Learning What I Don't Know In ML.NET

In 2018 ML.NET was was initially released so .Net developers could easily do machine learning. Mostly due to excitement I ran through the samples and even tried to apply it to a system I was heavily iterating on. Sadly as much I was impressed with what the samples could do I simply didn't have enough data to apply it to anything I was working on.

Sadly apart from the odd virtual conference I've watched since, machine learning mostly faded away for me. That was until I stumbled across a youtuber called Code Bullet. His language and tone won't be for everyone but for me his funny way of trying to solve problems got me excited again. (I also like how he admits 'things' are hard but that is one for another time.)

The Goal...

So my goal is to try and understand enough so I can do 'basic' machine learning or at least know how in .NET to implement other peoples models.

One of the classic simple machine learning problems is to take images of drawn numbers and train a model to output which number (0-9) it is. I chose to try and do this in ML.NET as this fits better with my .NET background and looks to be the current main .NET implementation.

The MINST Database

So first off we need a lot of data, luckily as this is the classic problem there is a free data set called The MINST Database of handwritten digits. Its a set of images to train your model and another set to prove it.

They have used their own file format to make it a small download which is also a great format for inputting into a training model. I however want to work with real images, as for me this is closer to a real project.

So first thing is to extract the images with a horrendous bit of code which can be found in this GIST. This outputs each of the images to its own file with the value of the image in the filename.

**Material provided**
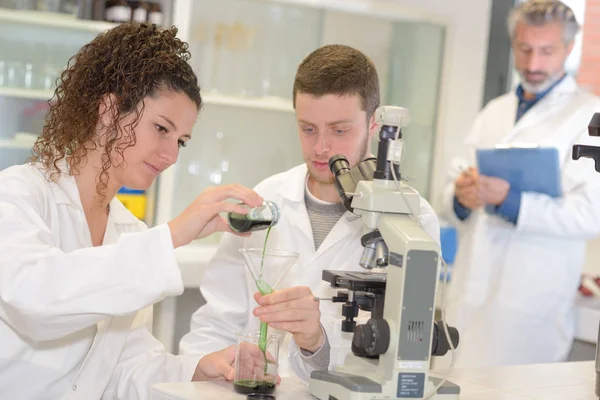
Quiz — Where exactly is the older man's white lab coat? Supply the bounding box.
[180,164,440,380]
[445,76,600,367]
[0,163,199,400]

**Things to do**
1. In the ML.NET post, which youtuber got the writer excited about machine learning again?
2. Write out everything in the ML.NET post from "Learning What I" down to "was working on.", replacing "samples" with "tutorials".

**Final results**
1. Code Bullet

2.
Learning What I Don't Know In ML.NET

In 2018 ML.NET was was initially released so .Net developers could easily do machine learning. Mostly due to excitement I ran through the tutorials and even tried to apply it to a system I was heavily iterating on. Sadly as much I was impressed with what the tutorials could do I simply didn't have enough data to apply it to anything I was working on.